* STORED RECORDS *

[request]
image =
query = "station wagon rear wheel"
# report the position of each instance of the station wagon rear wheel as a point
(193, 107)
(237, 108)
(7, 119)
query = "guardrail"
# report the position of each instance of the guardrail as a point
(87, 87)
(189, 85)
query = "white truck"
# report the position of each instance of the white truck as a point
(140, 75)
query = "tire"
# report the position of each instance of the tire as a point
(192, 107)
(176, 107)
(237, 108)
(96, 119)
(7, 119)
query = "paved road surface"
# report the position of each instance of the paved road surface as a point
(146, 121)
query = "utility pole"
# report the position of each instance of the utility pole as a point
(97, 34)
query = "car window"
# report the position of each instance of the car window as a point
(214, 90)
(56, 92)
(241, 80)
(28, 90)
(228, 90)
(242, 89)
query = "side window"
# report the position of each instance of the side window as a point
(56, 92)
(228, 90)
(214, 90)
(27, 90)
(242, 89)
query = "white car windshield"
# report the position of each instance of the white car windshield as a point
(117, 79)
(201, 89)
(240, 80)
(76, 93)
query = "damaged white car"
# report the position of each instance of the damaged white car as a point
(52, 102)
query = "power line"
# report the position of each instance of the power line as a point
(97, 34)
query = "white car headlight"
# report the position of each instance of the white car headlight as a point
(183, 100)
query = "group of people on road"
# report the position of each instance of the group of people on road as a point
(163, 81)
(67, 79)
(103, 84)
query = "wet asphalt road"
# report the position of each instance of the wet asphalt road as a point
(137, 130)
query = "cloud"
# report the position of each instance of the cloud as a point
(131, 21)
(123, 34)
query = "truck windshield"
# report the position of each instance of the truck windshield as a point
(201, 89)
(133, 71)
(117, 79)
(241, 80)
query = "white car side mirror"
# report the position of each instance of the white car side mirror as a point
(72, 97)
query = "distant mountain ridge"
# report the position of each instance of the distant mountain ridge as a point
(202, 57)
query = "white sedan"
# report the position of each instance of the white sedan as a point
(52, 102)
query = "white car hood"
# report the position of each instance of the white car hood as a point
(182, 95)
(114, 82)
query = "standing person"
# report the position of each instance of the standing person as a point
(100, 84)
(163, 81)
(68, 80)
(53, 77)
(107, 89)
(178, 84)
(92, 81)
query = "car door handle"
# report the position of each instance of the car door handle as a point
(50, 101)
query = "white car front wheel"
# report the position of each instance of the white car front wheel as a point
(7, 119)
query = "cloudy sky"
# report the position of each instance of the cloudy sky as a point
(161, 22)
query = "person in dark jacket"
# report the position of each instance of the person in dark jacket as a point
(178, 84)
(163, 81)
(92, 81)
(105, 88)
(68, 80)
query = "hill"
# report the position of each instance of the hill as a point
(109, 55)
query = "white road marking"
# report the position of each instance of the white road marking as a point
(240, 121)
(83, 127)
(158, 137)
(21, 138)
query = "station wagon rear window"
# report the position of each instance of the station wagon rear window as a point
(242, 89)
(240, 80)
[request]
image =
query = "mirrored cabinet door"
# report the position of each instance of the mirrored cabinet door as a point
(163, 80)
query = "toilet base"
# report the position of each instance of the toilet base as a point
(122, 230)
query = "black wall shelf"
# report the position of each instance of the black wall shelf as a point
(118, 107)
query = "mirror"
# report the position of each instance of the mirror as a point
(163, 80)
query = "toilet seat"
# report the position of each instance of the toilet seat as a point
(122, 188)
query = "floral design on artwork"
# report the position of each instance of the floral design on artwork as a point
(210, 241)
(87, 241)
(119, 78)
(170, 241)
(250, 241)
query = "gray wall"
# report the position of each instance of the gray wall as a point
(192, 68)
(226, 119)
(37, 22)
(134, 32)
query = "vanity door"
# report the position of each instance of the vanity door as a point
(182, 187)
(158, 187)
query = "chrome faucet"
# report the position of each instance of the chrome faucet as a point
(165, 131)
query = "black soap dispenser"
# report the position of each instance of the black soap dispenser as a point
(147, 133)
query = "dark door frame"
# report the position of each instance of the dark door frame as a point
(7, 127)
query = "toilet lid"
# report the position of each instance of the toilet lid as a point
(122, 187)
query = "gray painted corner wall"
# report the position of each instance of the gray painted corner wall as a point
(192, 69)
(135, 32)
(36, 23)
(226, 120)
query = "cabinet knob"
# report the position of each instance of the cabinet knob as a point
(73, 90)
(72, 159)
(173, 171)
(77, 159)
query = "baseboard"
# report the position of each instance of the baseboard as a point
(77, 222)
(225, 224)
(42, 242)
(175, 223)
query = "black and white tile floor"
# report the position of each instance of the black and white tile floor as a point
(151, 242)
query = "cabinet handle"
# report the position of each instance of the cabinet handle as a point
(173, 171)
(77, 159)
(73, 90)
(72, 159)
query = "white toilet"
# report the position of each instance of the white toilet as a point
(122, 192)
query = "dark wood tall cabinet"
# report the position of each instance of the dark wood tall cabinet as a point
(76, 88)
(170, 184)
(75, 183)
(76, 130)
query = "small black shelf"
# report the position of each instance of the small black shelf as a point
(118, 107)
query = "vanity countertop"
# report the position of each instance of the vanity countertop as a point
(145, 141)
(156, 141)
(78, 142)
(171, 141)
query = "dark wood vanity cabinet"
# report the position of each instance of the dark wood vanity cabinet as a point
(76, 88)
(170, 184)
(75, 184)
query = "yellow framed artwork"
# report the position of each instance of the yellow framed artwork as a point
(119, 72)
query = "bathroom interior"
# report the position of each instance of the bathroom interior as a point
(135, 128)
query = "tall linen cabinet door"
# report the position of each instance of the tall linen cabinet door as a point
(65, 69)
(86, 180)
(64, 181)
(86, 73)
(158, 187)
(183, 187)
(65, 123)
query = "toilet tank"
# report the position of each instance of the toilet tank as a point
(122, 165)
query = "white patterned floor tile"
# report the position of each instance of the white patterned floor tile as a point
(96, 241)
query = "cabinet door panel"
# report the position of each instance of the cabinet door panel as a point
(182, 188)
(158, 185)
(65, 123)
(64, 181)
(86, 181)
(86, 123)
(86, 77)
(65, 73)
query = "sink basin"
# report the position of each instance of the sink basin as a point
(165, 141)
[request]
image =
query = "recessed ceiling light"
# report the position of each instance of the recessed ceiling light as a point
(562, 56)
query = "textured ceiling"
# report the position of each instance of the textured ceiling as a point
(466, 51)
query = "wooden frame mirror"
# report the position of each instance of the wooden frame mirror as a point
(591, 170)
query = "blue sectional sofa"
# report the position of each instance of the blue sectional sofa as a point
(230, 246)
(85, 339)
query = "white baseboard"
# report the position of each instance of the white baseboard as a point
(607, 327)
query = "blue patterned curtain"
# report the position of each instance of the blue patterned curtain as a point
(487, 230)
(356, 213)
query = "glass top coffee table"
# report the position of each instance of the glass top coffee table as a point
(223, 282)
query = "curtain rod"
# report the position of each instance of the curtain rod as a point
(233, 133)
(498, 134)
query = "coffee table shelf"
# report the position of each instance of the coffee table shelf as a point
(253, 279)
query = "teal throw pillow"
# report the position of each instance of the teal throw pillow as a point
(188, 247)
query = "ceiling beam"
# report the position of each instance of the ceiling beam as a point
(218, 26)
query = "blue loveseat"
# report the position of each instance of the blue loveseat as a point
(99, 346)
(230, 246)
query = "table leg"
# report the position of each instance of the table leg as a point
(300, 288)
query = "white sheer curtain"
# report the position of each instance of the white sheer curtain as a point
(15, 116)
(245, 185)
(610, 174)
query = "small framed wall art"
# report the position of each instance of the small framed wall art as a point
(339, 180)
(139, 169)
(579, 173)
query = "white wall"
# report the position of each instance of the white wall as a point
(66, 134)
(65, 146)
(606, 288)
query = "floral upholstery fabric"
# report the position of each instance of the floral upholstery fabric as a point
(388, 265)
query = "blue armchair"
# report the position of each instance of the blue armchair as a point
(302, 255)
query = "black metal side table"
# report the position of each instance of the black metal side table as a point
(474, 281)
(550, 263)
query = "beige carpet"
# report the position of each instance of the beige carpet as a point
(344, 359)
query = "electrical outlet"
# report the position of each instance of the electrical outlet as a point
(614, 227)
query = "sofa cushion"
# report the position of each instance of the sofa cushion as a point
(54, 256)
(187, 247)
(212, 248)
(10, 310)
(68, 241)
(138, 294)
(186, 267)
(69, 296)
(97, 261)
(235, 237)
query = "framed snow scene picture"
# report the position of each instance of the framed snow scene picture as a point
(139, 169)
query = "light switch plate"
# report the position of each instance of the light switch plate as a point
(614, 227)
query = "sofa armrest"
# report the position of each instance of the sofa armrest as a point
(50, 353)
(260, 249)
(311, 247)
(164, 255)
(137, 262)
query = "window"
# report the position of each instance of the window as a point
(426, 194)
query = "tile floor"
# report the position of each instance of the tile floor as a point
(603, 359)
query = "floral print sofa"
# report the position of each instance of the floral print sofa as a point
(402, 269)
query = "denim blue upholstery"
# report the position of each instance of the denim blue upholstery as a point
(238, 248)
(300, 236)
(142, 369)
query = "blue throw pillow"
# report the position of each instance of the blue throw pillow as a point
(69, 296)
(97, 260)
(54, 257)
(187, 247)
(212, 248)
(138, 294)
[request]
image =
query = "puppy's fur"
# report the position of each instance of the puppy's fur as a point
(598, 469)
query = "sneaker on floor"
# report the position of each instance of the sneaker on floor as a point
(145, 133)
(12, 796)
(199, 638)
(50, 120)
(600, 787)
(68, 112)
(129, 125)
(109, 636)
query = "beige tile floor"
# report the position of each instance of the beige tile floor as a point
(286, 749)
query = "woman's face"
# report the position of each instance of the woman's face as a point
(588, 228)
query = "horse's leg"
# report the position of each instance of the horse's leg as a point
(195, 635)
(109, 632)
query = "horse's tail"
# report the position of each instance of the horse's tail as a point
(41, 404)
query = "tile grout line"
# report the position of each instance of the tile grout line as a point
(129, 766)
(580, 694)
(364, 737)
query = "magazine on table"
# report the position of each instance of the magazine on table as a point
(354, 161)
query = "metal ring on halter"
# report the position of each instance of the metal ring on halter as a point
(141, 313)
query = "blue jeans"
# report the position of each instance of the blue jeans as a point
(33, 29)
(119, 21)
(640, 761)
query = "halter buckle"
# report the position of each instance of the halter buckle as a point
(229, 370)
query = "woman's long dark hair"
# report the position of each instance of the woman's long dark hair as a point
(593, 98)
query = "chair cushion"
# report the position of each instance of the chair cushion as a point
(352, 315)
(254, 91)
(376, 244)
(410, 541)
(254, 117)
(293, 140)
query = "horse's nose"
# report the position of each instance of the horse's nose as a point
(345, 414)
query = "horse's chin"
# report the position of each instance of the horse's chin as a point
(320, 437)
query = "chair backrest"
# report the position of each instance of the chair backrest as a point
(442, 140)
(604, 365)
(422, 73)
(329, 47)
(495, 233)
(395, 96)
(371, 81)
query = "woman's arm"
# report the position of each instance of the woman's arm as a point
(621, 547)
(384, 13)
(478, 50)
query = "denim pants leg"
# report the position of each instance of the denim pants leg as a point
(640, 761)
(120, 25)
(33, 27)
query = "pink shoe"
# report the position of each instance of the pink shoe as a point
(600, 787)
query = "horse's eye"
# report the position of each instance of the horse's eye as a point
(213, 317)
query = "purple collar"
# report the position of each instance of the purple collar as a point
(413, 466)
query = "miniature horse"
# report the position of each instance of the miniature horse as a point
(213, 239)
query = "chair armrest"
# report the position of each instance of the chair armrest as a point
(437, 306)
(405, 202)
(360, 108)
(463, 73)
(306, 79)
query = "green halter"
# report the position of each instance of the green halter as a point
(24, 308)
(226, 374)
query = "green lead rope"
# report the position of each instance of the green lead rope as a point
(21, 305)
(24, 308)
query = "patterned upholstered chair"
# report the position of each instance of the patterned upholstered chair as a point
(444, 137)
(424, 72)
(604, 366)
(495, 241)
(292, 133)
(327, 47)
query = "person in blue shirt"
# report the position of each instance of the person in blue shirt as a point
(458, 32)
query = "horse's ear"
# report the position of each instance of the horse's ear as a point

* WHAT IS ASKED *
Return each line of the material above that contains the word "vanity". Case counts.

* RESPONSE *
query = "vanity door"
# report the position of each instance of the vanity door as a point
query = "vanity countertop"
# report the position of each instance of the vanity countertop as a point
query = "dark wood vanity cabinet"
# report the position of each instance of the dark wood vanity cabinet as a point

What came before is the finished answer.